**Try it**
Images do not belong in the copy. Set down all the entries exactly.

**Given data**

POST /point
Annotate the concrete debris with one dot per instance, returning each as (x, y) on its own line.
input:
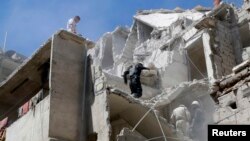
(192, 55)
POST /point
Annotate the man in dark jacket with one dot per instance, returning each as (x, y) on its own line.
(134, 73)
(198, 122)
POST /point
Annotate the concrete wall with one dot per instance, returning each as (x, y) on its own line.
(234, 107)
(98, 108)
(33, 126)
(66, 83)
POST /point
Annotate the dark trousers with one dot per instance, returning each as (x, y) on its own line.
(135, 86)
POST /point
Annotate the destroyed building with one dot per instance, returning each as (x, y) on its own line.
(85, 98)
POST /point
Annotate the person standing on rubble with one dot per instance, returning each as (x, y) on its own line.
(71, 25)
(181, 118)
(198, 122)
(134, 73)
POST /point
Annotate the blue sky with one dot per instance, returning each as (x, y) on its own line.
(31, 22)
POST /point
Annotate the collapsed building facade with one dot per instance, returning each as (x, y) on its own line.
(85, 98)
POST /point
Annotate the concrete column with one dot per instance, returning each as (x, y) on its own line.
(208, 56)
(66, 83)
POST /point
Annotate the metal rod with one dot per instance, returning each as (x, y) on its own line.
(5, 40)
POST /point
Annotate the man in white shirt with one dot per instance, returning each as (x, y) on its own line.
(71, 25)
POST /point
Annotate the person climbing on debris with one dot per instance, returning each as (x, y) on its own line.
(134, 73)
(180, 119)
(71, 25)
(198, 122)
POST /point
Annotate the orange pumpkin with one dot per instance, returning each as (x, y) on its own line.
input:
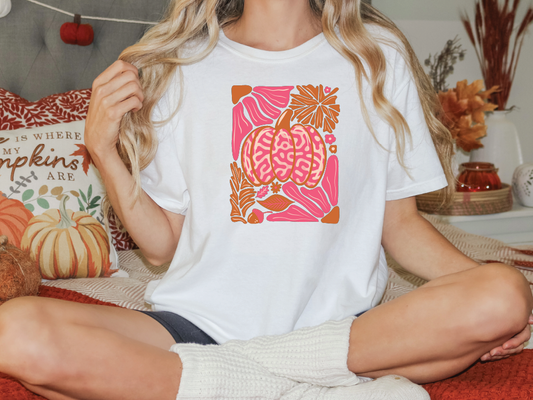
(14, 218)
(67, 244)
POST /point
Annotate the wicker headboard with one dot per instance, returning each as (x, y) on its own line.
(35, 63)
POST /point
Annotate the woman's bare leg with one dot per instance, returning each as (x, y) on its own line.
(443, 327)
(64, 350)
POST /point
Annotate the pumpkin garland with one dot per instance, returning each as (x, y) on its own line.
(76, 32)
(67, 244)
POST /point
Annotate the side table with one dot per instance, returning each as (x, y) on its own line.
(513, 227)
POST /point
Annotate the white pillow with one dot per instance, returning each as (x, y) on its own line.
(50, 204)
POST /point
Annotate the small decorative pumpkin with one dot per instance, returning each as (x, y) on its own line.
(67, 244)
(14, 218)
(283, 152)
(76, 32)
(19, 275)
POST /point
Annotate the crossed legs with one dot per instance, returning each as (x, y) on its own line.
(66, 351)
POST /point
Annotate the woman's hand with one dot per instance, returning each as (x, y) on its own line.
(115, 92)
(514, 345)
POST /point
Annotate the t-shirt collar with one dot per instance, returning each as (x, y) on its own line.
(266, 55)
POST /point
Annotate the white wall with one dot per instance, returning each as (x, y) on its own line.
(428, 24)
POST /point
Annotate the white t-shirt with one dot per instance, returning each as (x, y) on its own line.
(284, 209)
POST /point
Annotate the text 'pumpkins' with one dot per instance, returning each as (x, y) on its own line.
(67, 244)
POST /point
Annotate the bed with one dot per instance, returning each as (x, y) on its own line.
(45, 82)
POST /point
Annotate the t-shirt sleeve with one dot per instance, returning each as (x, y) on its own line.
(163, 178)
(424, 171)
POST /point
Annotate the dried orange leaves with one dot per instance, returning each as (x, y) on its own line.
(464, 113)
(316, 105)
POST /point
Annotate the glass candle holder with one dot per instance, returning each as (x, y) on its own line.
(478, 177)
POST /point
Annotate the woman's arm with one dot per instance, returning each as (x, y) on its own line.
(115, 92)
(416, 245)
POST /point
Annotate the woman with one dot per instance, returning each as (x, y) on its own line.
(335, 76)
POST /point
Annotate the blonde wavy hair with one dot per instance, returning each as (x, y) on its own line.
(157, 55)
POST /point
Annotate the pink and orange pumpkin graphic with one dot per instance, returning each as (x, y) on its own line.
(292, 158)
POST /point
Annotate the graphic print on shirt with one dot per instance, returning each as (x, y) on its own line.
(285, 165)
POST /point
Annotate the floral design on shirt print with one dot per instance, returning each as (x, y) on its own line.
(282, 171)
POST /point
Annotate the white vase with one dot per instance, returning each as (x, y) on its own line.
(501, 146)
(523, 184)
(459, 158)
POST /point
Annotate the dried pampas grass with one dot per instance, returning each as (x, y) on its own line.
(498, 43)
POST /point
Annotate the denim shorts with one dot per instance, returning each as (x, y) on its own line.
(184, 331)
(181, 330)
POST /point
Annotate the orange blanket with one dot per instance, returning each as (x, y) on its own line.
(506, 379)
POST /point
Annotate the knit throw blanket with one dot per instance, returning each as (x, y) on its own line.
(506, 379)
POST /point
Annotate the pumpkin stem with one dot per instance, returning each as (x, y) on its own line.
(284, 121)
(66, 222)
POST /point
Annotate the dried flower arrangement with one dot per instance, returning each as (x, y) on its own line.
(497, 45)
(464, 106)
(441, 65)
(464, 113)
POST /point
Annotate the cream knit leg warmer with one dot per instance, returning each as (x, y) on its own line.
(390, 387)
(309, 363)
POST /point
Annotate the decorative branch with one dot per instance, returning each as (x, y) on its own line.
(498, 43)
(441, 64)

**Output for this exercise**
POST /point
Annotate the concrete debris with one dot per instance, returning each as (x, y) on its own line.
input:
(192, 55)
POST /point
Annotate the man in dark jacket with one dot per instance, returning each as (x, y) on its own line.
(134, 73)
(198, 122)
POST /point
Annotate the concrete wall with one dot per instance, returning each as (x, y) on its own line.
(234, 107)
(98, 108)
(33, 126)
(66, 83)
POST /point
Annotate the dark trousers with one dot per instance, returning each as (x, y) on its own line.
(135, 86)
POST /point
Annotate the destroyed building with one dot per instance, returning each as (x, y) on its own line.
(85, 98)
POST /point
Annotate the person standing on rubble with one dot per instance, returning each as (x, y) on its own line.
(71, 25)
(181, 118)
(198, 122)
(134, 73)
POST /point
Annotate the blue sky with one dot per instance, returning each as (x, y) on its own line.
(31, 22)
POST /point
Annotate the collapsed building facade with one dot per instance, returning each as (x, y) on its own line.
(85, 98)
POST /point
Annotate the concrete column with one dot per instance, returning each as (x, y) on its own line.
(208, 56)
(66, 83)
POST /point
Annotate the metal rod with one dot per instance, returning each as (x, y) on its own line.
(5, 40)
POST /point
Annotate the man in white shirt with one dot per instance, returning each as (x, y) on its own line.
(71, 25)
POST /point
Annotate the person climbing on debris with one dot per instance, returning each as (x, y) on its own line.
(134, 73)
(180, 119)
(71, 25)
(198, 122)
POST /point
Annotate the orange pumpkin with one dot per instance, returning each as (x, y) on its own line.
input:
(14, 218)
(67, 244)
POST /point
Annotate the wicker headboard with one dot per instance, returning each as (x, y) on its own line.
(35, 63)
POST /point
Annotate the woman's bare leg with one dot per instance, returning each as (x, y) on its own line.
(443, 327)
(64, 350)
POST /point
Annotate the pumpkin garland with one dot per instance, returning each as (x, y) on its own line.
(76, 32)
(67, 244)
POST /point
Annotate the side table with one dot per instance, returning each as (x, y) on its own line.
(513, 227)
POST /point
Annotate the white pillow with one dot per instance, returning each as (x, y) on its own line.
(50, 204)
POST /point
Annotate the small decorative pumpkin with one dot per instance, returning each as (x, y) on its own line.
(67, 244)
(14, 218)
(283, 152)
(76, 32)
(19, 275)
POST /point
Annotate the crossed legs with one dot per instance, returning each as (x, y) on its own line.
(66, 351)
POST /point
Annotate the woman's hand with one dot per instance, returning each as (x, y) on its own line.
(115, 92)
(514, 345)
POST /point
Annotate the t-shirt collar with one dot per instance, returning each as (x, y) on its own line.
(266, 55)
POST /point
Annotate the white wall with one dot per instance, returning each as (x, y) on its own line.
(428, 24)
POST /point
Annotate the white t-shirt with one dot per instance, returning each as (x, y) on its own line.
(284, 209)
POST /point
Annotate the text 'pumpkins' with one dot per instance, returning each as (x, y) on its own line.
(67, 244)
POST /point
Annotate the bed with one dot per instance, returning each as (x, y) on its own line.
(45, 82)
POST /point
Annotate the t-shirt sleeve with one dot per instance, returning each as (x, y) on its own line.
(163, 178)
(424, 171)
POST /point
Annotate the dried orange leaves with one dot per instance, returning each as (x, y) on its own line.
(464, 113)
(316, 105)
POST /point
Annotate the glass candle holder with one dot per instance, returning each as (x, y) on its own line.
(478, 177)
POST /point
Annotate the woman's arm with one dot per instance, returning each as (x, y) on its own line.
(115, 92)
(416, 245)
POST /point
Annotate the woman with one dot per instance, returning each as (x, y) on its own line.
(335, 76)
POST /point
Annotate the blonde wavy hair with one dot per instance, returning each as (x, y) on its own line.
(157, 55)
POST /point
Annotate the pink and orange pumpkin graphic with one dot per instance, returning each as (x, y) on its own line.
(292, 158)
POST /point
Annotate the graphic print on shirt with one dot per instance, returning each as (x, y) on its own line.
(285, 165)
POST /point
Annotate the floral design on shirt print with one dot per instance, returning each as (x, y) on its own line.
(282, 171)
POST /point
Annotate the white vase with one dot per instance, returning each as (x, y) on its own line.
(501, 146)
(523, 184)
(459, 158)
POST /point
Annotate the dried pampas grass with one dot per instance, returning each as (x, y) on its own line.
(498, 43)
POST /point
Annotate the denim shorts with one dot per instance, returning each as (x, y) on its own line.
(184, 331)
(181, 330)
POST /point
Annotate the orange blanket with one dot per instance, returning each as (x, y) on its own line.
(506, 379)
POST /point
Annotate the knit throw blanket with one dot per instance, returning each as (x, y) on its own line.
(506, 379)
POST /point
Annotate the pumpkin stem with one dot per instance, returning each as (x, y) on its own line.
(284, 121)
(66, 222)
POST /point
Annotate the dried flower arrangement with one dot per instance, returning each as (x, y) on its own line.
(497, 45)
(464, 106)
(441, 65)
(464, 113)
POST /point
Annotate the cream knit leg warmer with one dot per instance, returning each as (x, y) on its own line.
(390, 387)
(309, 363)
POST /point
Annotate the decorative branch with one dot per instance, returning each as (x, y) on its own line.
(498, 43)
(441, 64)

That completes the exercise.